§ **Request**
Retype, character for character, the lines of the records below from the line containing "Segment the glass-front" through the line containing "[[12,92],[33,92],[34,72],[21,70],[12,70]]", both included.

§ **The input**
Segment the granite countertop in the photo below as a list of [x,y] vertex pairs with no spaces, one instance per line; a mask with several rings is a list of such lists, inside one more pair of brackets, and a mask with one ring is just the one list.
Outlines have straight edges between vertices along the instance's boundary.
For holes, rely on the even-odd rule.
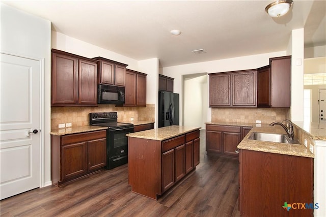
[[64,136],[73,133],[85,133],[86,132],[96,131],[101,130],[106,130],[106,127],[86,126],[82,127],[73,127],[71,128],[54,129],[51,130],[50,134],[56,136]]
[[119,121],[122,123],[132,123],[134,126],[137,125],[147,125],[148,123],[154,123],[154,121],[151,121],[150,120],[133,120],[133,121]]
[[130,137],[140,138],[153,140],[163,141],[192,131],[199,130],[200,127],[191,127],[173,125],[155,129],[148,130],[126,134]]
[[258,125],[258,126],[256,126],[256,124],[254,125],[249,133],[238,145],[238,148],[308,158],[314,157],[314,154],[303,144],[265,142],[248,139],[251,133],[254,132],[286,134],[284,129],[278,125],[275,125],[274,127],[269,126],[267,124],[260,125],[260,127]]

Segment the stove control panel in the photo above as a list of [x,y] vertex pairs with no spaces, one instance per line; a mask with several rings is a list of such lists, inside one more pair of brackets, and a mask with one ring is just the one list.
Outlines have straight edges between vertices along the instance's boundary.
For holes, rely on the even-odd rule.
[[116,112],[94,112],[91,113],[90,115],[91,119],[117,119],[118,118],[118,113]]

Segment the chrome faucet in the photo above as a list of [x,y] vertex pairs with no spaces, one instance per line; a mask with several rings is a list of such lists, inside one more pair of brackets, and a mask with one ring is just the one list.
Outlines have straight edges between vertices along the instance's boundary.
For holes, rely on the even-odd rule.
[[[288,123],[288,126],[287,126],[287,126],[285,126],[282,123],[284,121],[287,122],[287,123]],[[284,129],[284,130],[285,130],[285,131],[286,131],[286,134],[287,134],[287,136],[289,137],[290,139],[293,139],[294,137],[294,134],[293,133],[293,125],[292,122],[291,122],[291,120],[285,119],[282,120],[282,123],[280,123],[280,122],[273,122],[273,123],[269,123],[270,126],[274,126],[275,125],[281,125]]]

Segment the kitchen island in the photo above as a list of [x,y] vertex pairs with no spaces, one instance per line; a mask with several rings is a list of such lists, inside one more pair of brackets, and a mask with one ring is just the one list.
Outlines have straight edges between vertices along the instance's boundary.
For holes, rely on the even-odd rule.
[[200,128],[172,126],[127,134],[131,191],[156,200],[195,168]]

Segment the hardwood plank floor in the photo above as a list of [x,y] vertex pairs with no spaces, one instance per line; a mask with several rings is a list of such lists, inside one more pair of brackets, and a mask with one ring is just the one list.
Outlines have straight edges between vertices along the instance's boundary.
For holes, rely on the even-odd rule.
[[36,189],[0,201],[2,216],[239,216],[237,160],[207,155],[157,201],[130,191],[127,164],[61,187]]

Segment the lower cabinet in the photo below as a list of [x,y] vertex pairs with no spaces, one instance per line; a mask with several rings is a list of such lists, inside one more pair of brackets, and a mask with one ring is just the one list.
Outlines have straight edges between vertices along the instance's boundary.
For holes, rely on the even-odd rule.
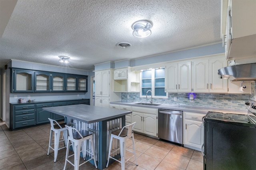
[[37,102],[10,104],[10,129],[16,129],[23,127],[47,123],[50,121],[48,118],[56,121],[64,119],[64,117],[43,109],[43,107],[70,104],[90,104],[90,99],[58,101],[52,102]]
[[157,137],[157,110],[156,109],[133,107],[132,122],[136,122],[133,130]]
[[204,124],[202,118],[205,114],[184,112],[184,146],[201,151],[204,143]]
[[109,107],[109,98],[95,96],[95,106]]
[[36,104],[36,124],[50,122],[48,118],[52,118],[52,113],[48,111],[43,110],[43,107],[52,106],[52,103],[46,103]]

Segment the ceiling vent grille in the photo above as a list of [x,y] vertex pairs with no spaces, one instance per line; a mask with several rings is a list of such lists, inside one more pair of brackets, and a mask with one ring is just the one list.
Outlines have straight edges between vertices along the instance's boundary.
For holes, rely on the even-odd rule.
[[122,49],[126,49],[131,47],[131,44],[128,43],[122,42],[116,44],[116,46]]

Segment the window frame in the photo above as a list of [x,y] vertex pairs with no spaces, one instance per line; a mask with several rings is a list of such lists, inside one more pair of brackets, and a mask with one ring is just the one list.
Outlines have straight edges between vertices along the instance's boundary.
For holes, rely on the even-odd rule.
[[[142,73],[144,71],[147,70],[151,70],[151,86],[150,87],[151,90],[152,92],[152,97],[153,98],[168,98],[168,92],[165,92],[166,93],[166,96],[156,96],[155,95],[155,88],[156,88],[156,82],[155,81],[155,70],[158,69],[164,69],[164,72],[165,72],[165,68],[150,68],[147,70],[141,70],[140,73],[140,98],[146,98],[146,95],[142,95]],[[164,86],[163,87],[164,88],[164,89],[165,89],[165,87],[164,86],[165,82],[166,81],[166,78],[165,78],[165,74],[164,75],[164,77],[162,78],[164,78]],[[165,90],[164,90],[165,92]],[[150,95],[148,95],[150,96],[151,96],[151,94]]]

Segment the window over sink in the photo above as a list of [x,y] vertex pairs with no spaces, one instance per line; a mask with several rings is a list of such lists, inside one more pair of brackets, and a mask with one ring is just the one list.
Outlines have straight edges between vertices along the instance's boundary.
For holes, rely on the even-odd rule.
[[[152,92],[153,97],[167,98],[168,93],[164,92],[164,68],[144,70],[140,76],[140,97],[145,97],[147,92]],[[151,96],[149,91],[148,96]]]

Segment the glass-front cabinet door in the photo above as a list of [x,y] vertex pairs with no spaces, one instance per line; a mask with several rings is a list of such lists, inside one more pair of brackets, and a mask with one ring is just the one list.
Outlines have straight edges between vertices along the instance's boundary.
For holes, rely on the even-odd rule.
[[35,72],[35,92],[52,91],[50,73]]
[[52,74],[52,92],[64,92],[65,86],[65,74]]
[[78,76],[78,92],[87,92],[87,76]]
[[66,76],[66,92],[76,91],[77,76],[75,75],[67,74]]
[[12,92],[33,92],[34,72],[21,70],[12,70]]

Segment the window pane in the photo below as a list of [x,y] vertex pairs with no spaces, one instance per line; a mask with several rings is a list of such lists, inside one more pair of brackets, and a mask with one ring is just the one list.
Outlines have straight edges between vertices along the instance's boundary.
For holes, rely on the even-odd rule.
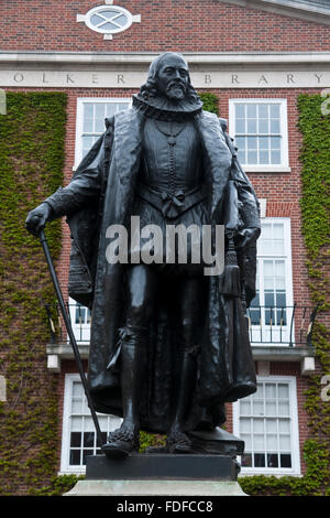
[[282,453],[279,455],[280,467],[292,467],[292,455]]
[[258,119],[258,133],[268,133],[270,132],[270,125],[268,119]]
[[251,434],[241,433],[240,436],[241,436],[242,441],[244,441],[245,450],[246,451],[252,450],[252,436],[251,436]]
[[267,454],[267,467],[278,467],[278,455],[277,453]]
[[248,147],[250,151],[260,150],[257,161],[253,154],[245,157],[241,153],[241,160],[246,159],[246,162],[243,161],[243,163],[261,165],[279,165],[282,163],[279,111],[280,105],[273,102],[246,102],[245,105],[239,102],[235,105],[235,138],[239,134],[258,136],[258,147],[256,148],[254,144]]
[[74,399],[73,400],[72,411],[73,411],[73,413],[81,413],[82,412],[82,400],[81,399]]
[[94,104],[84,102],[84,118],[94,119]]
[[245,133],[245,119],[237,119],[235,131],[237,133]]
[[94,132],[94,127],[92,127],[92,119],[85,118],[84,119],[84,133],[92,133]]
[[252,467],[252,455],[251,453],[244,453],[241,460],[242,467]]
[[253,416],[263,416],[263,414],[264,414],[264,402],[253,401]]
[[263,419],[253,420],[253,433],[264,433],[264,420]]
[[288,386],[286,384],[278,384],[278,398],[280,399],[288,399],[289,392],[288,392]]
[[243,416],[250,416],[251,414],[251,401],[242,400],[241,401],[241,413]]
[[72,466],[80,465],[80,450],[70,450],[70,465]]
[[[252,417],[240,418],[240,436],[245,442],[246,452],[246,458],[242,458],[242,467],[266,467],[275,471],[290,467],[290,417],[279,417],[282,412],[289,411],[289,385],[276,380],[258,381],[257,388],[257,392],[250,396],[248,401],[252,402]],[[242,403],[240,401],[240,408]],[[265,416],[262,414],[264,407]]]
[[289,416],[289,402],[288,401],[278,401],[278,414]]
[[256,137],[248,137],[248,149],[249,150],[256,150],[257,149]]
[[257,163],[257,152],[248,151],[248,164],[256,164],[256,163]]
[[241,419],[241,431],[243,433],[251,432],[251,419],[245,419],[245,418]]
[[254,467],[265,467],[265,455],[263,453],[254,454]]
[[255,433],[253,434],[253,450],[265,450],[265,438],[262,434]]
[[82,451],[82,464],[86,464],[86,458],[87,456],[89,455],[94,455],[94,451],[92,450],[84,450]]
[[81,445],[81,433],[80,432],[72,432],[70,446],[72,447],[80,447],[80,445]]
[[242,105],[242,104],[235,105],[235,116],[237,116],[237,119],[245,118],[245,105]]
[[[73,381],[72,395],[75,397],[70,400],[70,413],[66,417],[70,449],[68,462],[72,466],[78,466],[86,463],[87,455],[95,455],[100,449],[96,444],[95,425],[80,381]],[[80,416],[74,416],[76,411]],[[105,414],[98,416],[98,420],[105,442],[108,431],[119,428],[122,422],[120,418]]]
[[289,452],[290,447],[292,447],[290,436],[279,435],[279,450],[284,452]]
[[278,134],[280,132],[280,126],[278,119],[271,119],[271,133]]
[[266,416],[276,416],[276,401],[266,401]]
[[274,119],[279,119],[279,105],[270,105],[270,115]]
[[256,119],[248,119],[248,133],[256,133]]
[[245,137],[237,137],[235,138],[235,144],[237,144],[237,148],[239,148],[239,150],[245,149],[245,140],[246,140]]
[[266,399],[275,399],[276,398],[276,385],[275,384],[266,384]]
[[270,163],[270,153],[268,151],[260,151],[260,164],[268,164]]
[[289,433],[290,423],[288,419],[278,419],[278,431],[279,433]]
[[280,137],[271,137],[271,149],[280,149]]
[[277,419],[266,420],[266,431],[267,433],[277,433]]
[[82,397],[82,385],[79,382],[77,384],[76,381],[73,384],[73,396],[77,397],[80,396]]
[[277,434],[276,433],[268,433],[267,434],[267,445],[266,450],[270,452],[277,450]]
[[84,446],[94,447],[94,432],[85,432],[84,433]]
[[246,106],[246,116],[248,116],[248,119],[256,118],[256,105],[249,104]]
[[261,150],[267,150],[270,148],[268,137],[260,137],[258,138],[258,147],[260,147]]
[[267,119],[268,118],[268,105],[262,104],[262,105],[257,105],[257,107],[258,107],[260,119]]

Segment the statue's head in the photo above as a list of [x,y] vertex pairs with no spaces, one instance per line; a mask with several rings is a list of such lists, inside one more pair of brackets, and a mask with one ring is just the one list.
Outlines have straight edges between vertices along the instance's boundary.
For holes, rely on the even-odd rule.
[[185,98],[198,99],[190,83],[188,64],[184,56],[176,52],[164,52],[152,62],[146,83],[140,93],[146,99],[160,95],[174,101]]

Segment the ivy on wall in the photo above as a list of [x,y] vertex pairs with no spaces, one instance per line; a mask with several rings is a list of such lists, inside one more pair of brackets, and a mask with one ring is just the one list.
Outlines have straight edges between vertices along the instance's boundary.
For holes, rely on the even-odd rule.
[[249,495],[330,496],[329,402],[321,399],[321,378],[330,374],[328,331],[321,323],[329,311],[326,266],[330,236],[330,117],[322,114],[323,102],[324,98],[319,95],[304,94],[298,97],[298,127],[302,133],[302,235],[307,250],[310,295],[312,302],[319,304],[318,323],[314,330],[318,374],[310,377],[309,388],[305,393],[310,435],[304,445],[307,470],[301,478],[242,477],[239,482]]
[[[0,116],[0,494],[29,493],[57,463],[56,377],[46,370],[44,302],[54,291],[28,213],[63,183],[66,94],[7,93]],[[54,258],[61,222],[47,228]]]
---
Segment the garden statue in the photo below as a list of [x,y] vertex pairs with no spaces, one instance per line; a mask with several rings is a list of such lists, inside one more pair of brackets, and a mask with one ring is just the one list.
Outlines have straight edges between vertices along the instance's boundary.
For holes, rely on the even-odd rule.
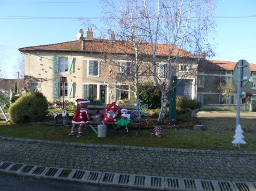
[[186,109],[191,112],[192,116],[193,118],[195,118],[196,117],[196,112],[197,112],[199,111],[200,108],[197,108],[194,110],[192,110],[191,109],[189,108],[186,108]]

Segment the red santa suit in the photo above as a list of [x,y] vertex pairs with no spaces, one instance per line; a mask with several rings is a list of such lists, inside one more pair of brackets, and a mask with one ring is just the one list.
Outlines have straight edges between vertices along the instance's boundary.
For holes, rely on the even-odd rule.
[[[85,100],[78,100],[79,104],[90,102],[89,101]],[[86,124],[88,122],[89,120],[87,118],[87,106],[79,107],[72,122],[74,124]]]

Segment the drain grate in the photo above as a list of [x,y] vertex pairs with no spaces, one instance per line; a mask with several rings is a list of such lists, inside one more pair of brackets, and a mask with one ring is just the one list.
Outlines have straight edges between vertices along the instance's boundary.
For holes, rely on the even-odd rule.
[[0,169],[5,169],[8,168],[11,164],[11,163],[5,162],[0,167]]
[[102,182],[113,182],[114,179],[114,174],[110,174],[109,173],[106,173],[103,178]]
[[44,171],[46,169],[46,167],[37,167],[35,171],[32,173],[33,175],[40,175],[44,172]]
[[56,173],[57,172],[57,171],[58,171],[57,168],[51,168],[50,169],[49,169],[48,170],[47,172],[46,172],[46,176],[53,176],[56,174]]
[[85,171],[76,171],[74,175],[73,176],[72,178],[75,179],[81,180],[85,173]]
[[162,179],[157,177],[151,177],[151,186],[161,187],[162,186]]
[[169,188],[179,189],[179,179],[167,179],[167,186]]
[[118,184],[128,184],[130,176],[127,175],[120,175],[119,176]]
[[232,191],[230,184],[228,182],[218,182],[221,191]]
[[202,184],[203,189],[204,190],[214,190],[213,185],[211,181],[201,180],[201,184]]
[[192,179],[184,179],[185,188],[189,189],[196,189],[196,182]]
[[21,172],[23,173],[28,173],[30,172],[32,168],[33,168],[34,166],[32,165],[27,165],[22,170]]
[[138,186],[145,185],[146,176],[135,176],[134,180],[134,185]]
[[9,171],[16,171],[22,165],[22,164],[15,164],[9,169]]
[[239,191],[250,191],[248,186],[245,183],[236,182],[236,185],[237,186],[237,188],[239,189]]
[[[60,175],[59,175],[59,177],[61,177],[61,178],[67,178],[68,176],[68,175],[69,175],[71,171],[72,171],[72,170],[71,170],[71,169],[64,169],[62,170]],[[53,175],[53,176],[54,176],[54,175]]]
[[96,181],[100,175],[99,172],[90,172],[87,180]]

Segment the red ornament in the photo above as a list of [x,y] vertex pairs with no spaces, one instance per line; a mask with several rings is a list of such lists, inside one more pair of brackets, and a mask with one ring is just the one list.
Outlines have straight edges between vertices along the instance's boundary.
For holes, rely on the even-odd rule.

§ **Task result**
Segment the glass-front cabinet door in the photo above as a list of [x,y] vertex pairs with no spaces, one instance per line; a mask with several rings is a list of such lists, inside one more pair of brackets, and a mask with one ring is just the one list.
Outlines have straight edges between vertices along the instance's boundary.
For holes, rely on the even-odd rule.
[[35,72],[35,92],[52,91],[50,73]]
[[52,74],[52,92],[64,92],[65,86],[65,74]]
[[78,76],[78,92],[87,92],[87,76]]
[[66,76],[66,92],[76,91],[77,76],[75,75],[67,74]]
[[12,92],[33,92],[34,72],[21,70],[12,70]]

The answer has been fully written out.